**How to complete this task:** Set the data down again, word for word, as it appears below.

☆ ☆ ☆ ☆

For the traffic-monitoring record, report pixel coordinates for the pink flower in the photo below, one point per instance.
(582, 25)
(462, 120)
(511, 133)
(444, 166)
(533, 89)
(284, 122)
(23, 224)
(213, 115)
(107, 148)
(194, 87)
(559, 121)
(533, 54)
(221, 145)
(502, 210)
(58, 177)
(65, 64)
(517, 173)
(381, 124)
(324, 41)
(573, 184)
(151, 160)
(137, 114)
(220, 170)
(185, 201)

☆ ☆ ☆ ☆

**Solution for this problem:**
For the traffic-monitoring record, report pixel coordinates for the pink flower in the photo below, one point per instance.
(582, 25)
(462, 120)
(511, 133)
(444, 166)
(533, 89)
(284, 122)
(23, 224)
(213, 115)
(107, 148)
(194, 87)
(559, 121)
(533, 54)
(221, 145)
(502, 210)
(58, 177)
(65, 64)
(517, 173)
(381, 124)
(324, 41)
(573, 184)
(151, 160)
(137, 114)
(220, 170)
(185, 201)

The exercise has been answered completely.